What you need to do —
Scan the entries that follow and copy out every line containing "order".

Listed records —
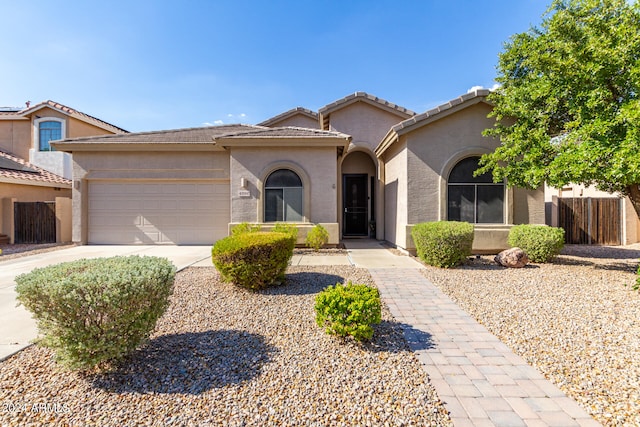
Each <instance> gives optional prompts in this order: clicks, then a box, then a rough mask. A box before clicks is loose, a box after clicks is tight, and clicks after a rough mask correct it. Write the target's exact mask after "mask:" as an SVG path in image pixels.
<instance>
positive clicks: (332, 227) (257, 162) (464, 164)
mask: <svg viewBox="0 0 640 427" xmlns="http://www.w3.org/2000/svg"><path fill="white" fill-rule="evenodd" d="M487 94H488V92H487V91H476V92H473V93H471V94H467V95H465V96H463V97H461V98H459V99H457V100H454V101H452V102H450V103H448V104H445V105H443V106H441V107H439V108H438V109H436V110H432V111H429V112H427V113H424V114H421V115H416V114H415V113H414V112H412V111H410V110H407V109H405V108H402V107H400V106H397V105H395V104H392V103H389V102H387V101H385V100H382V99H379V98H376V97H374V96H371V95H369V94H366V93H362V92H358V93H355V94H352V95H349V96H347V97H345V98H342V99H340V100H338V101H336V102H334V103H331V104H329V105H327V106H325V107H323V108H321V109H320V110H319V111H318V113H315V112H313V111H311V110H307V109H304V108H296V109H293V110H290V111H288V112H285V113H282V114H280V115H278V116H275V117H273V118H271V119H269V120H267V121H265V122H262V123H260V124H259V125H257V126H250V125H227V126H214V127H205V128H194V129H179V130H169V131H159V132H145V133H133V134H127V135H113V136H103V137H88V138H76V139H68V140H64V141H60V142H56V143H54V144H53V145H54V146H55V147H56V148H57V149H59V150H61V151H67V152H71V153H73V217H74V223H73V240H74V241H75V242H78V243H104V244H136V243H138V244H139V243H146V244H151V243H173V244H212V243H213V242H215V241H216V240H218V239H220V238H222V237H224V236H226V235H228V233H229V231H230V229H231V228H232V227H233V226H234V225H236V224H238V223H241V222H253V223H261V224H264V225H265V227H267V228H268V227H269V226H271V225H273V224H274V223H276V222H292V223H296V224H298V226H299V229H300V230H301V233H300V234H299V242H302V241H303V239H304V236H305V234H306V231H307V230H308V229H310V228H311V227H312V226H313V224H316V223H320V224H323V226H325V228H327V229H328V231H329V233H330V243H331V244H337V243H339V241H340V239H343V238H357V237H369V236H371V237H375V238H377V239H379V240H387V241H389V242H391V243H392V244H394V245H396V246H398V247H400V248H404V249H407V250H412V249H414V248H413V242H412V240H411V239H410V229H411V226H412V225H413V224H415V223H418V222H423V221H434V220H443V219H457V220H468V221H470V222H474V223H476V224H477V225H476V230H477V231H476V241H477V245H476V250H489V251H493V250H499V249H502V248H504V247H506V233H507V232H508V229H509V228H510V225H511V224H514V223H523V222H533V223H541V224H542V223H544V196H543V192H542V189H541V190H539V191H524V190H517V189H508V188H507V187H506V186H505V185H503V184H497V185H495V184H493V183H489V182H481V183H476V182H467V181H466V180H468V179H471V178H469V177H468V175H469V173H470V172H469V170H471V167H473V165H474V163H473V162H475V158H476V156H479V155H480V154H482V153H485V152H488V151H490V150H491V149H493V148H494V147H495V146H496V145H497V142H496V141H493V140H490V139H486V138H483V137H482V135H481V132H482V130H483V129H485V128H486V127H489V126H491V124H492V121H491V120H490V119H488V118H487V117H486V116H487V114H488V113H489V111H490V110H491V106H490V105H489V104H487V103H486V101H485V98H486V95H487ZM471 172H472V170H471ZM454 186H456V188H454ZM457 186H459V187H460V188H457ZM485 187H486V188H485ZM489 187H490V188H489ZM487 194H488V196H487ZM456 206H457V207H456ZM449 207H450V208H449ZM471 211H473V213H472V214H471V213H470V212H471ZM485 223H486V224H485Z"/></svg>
...
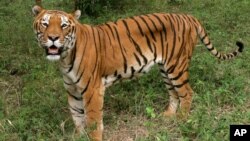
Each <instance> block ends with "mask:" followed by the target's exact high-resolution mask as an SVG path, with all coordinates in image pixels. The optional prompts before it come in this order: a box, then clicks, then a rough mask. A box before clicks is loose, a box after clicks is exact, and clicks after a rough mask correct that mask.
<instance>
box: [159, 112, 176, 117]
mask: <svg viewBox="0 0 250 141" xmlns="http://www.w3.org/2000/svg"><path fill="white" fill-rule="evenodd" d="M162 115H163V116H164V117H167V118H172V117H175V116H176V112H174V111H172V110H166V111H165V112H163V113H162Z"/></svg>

Response —
Each <instance> gives optional prompts in this order: clicks, then a box, then a rough mask. A box before clicks is loose, a box after clicks is tight, and clicks after a rough mask correct it. Write the target's exact mask after "mask:" as an SVG path in image pixels.
Each <instance> block ends with "mask:" followed by the target's exact high-resolution mask as an SVG path, with all coordinates in image pixels. The optional prompts before it come in this order: a box, then clicks, then a rough mask. A box before clicks is loose, a box after clicks is exact, and clicks after a rough mask correct that mask.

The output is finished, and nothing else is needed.